Provide an exact transcription of all the records.

------------------------------------------------

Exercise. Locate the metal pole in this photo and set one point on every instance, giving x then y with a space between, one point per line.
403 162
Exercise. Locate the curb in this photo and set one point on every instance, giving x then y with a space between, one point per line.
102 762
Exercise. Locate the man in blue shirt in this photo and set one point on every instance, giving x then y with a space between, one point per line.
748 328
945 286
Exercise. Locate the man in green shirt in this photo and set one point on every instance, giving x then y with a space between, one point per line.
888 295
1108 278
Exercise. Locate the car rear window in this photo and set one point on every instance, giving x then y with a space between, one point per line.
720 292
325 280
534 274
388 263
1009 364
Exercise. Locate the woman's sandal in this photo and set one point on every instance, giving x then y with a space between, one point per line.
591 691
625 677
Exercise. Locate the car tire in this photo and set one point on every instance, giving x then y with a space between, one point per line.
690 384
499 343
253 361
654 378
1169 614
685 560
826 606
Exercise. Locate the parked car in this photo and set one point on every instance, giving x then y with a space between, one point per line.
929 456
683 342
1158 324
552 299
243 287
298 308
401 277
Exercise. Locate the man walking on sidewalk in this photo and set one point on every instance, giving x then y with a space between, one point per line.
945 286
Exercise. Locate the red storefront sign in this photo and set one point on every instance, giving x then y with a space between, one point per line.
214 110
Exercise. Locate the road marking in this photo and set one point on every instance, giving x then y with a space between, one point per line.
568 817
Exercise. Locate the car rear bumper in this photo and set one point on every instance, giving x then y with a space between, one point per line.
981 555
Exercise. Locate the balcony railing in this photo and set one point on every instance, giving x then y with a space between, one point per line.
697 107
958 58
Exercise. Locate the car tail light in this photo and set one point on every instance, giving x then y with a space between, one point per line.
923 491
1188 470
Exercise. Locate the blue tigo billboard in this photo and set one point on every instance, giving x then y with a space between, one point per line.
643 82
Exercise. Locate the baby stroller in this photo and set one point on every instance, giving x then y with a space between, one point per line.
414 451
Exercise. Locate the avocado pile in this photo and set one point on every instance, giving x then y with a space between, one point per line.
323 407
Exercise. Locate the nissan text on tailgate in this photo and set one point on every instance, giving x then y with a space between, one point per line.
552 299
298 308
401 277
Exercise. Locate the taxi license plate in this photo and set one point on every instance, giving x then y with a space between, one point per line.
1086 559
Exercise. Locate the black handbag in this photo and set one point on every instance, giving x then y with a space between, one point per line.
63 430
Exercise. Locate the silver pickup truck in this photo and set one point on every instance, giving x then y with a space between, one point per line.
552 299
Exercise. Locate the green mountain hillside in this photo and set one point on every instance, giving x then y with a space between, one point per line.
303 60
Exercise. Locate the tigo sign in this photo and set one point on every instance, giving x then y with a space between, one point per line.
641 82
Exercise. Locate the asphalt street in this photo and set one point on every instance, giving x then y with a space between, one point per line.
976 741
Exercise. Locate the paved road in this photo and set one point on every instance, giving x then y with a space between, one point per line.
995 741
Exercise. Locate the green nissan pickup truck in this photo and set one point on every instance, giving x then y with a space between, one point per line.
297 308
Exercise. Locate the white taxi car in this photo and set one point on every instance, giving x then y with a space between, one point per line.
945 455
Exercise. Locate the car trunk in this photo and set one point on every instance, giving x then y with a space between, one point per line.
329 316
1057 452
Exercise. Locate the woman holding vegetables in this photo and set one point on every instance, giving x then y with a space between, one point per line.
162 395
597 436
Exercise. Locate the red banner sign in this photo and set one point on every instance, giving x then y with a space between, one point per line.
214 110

------------------------------------------------

• _EXERCISE ANSWER_
Exercise. Locate the metal pole in this photo and set one point on every instance, giving x then y with a space between, one point per line.
403 162
Exercise. Locate the curb in this photo and set one point on every instance, giving x then y with a space between, one point per line.
102 762
Exercise. Locate the man in blue shirt in this photo and set one point on every instance, giving x then y with a space between, one point per line.
748 328
945 286
Exercise. Locate the man in green shirt in this photo and set one point on every instance, giving x then y with a space between, one point per line.
888 295
1108 278
Exercise. Locate the car rear window in this photo and set one point on every instance, giving x then y with a space between, one point per line.
720 292
325 280
534 274
388 263
1009 364
Exercise. Locate the woman's sandal in this photo and set one point on every instance, giving x then y with a space between, one point per line.
591 691
625 677
Exercise. Locate the car tire in this photo and set one point on every instance, giving x then y with a space between, one point per line.
690 384
499 343
253 361
654 378
1169 614
685 560
826 606
Exercise. Locate the parked car in this photo and set one point on every instance, giving x then y with a space between, one point per line.
929 456
683 342
1158 324
552 299
243 287
298 308
401 277
Exercise. Locate the man walking on sidewalk in this photo and set one point on every instance, giving x then y with a space between, one point per line.
945 286
Exercise. Locate the red storefront sign in this photo and set one point on every instance, giving x then y with a space between, one point per line.
214 110
Exercise. Locate the road marking in this photo and set one point on every instance, giving x then y with a space between, one point per line.
568 817
Exercise. Locate the car rear bumper in this photo and set one point on every instance, giving x then y with a space between, one point per line.
981 555
Exercise. Locate the balcony railing in this photo and set one point on every instance, giving x then y with a space between, one point per line.
697 107
958 58
Exercise. Locate the car tail light in this photo and set one point on every instance, giving x then y with a space between, one point per line.
923 491
1188 470
Exercise. Locate the blue tigo billboard in this photo and set one point on every instance, giving x then y with a space between, one point per line.
643 82
Exercise. Locate the baby stroller in this photo and set one point on every instance, giving x then y with a space between, one point per line.
414 451
Exercise. Locate the avocado pile in this photo and set one point on every instance, giving x then y with a space between, one point per line.
323 407
Exercise. Locate the nissan text on tailgate in this photo and set one point on every instance, giving x then y with a space between, one point per line.
552 299
298 308
401 277
Exercise. Locate the taxi license plate in this photo and set one point on every instance, giving x then y with a space between, one point per line.
1086 559
Exercise. Locate the black handbag in this photo and set one point on every instance, giving x then y with a space between, one point per line.
63 430
Exercise. Locate the silver pickup truck in this photo and set one point on every instance, giving x then y with a space between, one point per line.
552 299
Exercise. Locate the green mountain hillside in this photo and set one point on every instance, giving x then y with a space between, one point per line.
303 60
Exercise. Locate the tigo sign in this photo and set one point on every instance, giving x then y with a space between, one point per line.
641 82
Exercise. Locate the asphalt street in this photo and set one point on every instance, giving x then y with a space between, one point per line.
976 741
Exercise. Locate the paved road in this photo and set one point on every instance, giving x then y with a space between, one point per line.
995 741
Exercise. Locate the green nissan pickup truck in this photo and set one point on every instance, giving x then y with a space between, one point per line.
297 308
Exercise. Locate the white taxi car in this photo and set one point on every instance, giving x then y with a space between, one point per line.
945 455
Exercise. Locate the car trunk in this photo and set one point on every instance, giving x then y with a space between, one point per line.
329 316
1057 452
Exercise. Locate the woman holding vegetables in this photo and set one point on every instance, giving x then y with a space between, one point per line.
162 395
597 436
Exercise. Locate the red banner sign in this photo and set one point on every instance, giving x then y with a space between, one point per line.
214 110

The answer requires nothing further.